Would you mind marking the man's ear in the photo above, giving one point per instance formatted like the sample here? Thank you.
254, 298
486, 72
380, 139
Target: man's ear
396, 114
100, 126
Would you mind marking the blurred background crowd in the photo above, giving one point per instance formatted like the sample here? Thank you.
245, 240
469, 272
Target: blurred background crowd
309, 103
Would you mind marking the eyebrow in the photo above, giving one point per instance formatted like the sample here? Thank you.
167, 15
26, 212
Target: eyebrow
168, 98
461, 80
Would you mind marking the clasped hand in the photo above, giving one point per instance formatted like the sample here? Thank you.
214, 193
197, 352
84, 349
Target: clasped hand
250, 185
...
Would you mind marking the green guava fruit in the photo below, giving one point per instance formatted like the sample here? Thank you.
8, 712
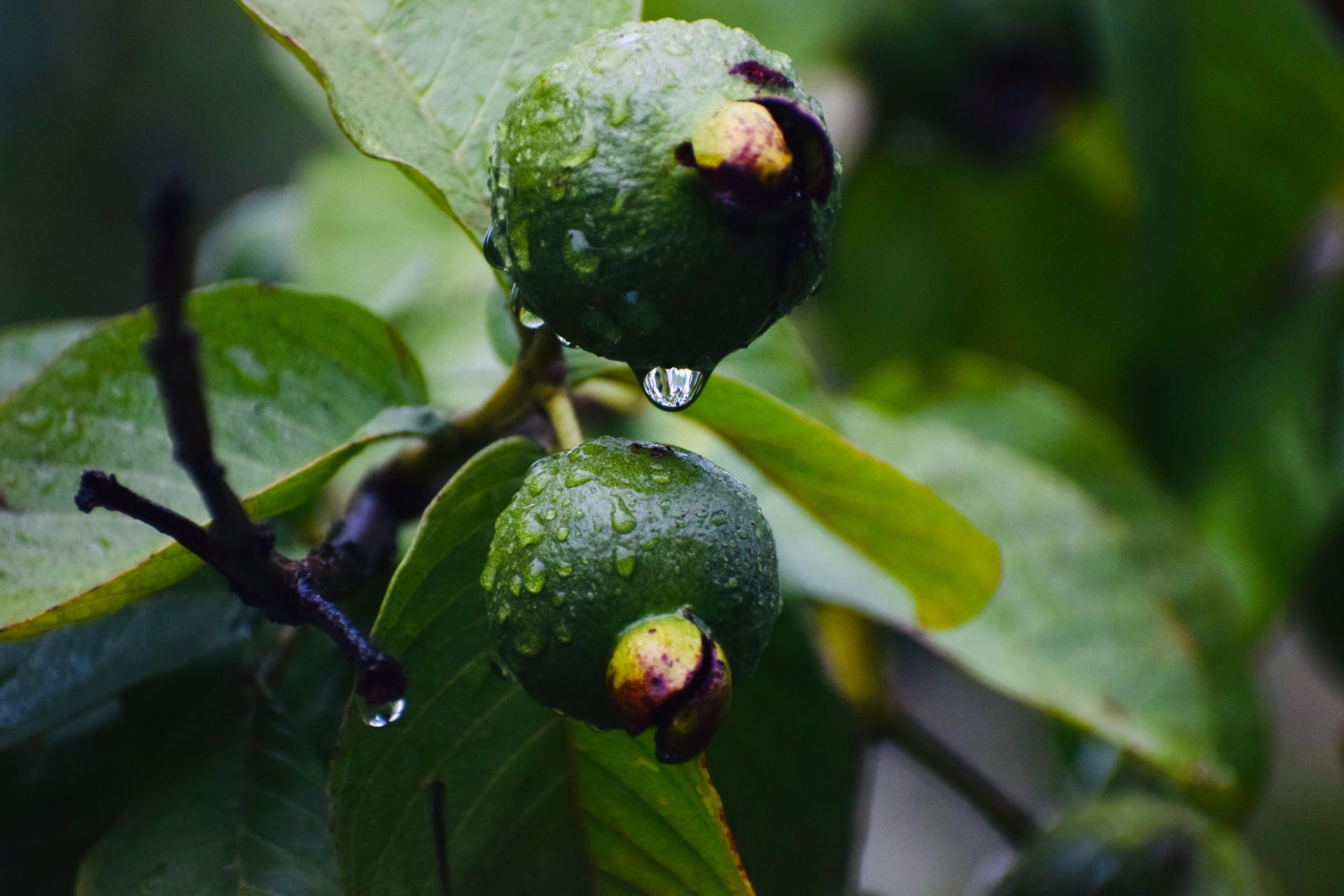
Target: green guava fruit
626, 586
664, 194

• _What is expected_: Count the lines in the records above that contain the string "Target", and reply with that number alone.

• _Task result_: 5